BEGIN DOCUMENT TEXT

Raghu Rajagopal, 44, is a serial entrepreneur. He has been involved with a few ventures in the US and in India and is now co-founder of a social enterprise that he believes will make a world of difference for patients with life-threatening diseases such as leukaemia.

An alumnus of BITS-Pilani, in Engineering Technology, Raghu was into software development and software consulting, in the US. He was involved in three entrepreneurial ventures – an e-business services company, a product company and a BPO.

Early ventures

On his return to India, Raghu started Energeate, which provides consultancy to cross-border and early-stage companies. He is also active with ventures like Green Peppers, which is into corporate catering; Yelelo, a service provider for NRIs; and Envision Mobility, a mobility solutions provider.

But, what is keeping Raghu busy nowadays is Datri Blood Stem Cell Donors Registry, which he has started along with two others to create a list of donors from whom peripheral blood stem cells can be collected and transplanted into leukaemia patients to cure them.

A charter member of The Indus Entrepreneurs (TiE), a network of entrepreneurs, Raghu became aware of the potential of peripheral blood stem cell transplant to treat patients with leukaemia while he was in the US. He had participated in donor drives to create awareness about donating stem cell. There is only a 25 per cent probability of finding a genetic match for the stem cell from within the family, in the case of persons requiring a transplant. The others have to go outside the family and look for a genetic match and then a transplant. The US, says Raghu, has a registry called the National Marrow Donor Programme.

END DOCUMENT TEXT
BEGIN STORED DATA

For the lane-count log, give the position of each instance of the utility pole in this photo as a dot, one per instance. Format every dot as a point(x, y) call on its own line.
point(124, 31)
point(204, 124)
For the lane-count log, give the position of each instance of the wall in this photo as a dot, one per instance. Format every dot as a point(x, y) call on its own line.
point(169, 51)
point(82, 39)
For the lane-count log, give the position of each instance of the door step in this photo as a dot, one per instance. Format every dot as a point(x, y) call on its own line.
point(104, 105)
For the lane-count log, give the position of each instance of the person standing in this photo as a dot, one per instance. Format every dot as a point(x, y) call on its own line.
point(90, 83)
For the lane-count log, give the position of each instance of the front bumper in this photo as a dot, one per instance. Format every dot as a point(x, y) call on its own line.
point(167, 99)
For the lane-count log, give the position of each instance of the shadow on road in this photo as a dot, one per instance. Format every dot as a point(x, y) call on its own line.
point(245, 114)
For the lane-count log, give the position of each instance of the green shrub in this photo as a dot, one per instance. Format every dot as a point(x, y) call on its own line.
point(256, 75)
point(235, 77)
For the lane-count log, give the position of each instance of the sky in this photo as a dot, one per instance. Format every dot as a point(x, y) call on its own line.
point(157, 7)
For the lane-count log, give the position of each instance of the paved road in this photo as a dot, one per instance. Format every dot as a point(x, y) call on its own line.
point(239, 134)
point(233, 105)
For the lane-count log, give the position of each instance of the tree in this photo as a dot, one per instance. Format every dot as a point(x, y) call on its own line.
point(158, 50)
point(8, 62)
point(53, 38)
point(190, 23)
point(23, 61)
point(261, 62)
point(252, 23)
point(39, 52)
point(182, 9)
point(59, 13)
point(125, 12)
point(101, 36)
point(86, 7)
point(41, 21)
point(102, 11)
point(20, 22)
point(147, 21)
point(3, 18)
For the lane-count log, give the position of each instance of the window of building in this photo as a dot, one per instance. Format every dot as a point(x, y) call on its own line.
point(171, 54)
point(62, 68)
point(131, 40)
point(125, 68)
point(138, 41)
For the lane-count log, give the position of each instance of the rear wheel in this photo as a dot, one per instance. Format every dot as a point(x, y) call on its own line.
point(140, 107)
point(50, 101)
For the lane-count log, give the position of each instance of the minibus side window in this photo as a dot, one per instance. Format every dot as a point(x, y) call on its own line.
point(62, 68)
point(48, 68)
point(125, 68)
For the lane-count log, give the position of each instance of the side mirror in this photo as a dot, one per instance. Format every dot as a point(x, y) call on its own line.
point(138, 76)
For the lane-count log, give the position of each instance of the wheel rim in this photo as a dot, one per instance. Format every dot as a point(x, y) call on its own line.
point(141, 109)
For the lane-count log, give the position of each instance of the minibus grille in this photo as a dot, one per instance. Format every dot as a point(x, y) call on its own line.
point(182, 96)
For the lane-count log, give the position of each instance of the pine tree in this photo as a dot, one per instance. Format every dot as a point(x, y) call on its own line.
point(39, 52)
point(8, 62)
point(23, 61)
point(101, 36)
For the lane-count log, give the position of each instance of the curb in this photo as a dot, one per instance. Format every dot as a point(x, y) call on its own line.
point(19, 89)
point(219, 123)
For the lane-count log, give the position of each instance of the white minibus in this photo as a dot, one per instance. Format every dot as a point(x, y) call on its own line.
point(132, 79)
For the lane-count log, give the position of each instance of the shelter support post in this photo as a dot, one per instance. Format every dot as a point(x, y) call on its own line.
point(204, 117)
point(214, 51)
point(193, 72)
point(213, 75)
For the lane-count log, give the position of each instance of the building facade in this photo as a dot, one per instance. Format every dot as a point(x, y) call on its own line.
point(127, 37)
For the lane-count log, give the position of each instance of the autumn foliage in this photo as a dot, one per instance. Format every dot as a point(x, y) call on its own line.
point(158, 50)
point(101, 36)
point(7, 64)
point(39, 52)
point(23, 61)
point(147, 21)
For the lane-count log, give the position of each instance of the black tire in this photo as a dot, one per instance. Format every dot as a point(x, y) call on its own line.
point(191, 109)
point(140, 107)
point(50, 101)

END STORED DATA

■ **TASK INSTRUCTIONS**:
(a) Where did Raghu study, according to the Raghu Rajagopal profile?
(b) Please say whether each statement agrees with the Raghu Rajagopal profile: (i) Raghu is 44 years old. (ii) Green Peppers is a mobility solutions provider. (iii) Raghu started Datri Blood Stem Cell Donors Registry on his own.
(c) Pick up the Raghu Rajagopal profile after its last sentence and continue it.
The collected data plays no part in this work.

■ **PER-TASK OUTPUTS**:
(a) He studied at BITS-Pilani, in Engineering Technology.

(b)
(i) Yes: "Raghu Rajagopal, 44, is a serial entrepreneur."
(ii) No: "Green Peppers, which is into corporate catering"
(iii) No: "which he has started along with two others"

(c)
Raghu, who returned to India in 2005, realised that for such a large country there was no functional registry. It took a while for the idea of forming a registry in India to crystallise, mainly because of the costs involved in doing Human Leukocyte Antigen (HLA) typing. He tied up with Nezih Cereb and Soo Young Yang, founders of Histogenetics, a laboratory that specialised in HLA typing, for starting a blood stem cell registry. Thus was born Datri, a Sanskrit word that means donor.

According to Raghu, Datri organises donor drives in various places and has signed up 33,000 donors across the country since 2010. It has also facilitated 25 donations so far, including one for a patient in London.

How it works

It works like this: the donor’s blood sample is sent to the lab for analysis. For a patient to go through a transplant, there has to be a match of nearly 10 parameters. Once the matching is done, the peripheral blood stem cells are harvested from the donor, stored and transported in temperature-controlled containers and sent to the hospital where the recipient is, within 48 hours. Importantly, the container has to be taken through the airport without it being subject to x-ray examination. This requires special permission from the authorities. “I have been a courier for most of the patients,” says Raghu.

It costs about Rs 5-7.5 lakh per stem cell transplant, entirely borne by the patient.

Raghu says for scaling up operations Datri will need funding. But, he is not looking at anything immediately. “Right now, we are all right, because we have facilitated 25 transplants. Histogenetics is supporting us in terms of helping us build the software, putting in the initial money,” he says.

Datri, which is part of the World Marrow Donors Association, is looking to cross the milestone of having one lakh donors.

“What is amazing is with 33,000 donors, we are able to get search requests every week from at least 20 patients from across the world. We are able to find matches for at least three or four of them, and what gets converted into donation is a much smaller number,” he says.

However, the biggest challenge, admits Raghu, is creating awareness about donating peripheral blood stem cells. This is where he believes that large companies can chip in and organise donor drives.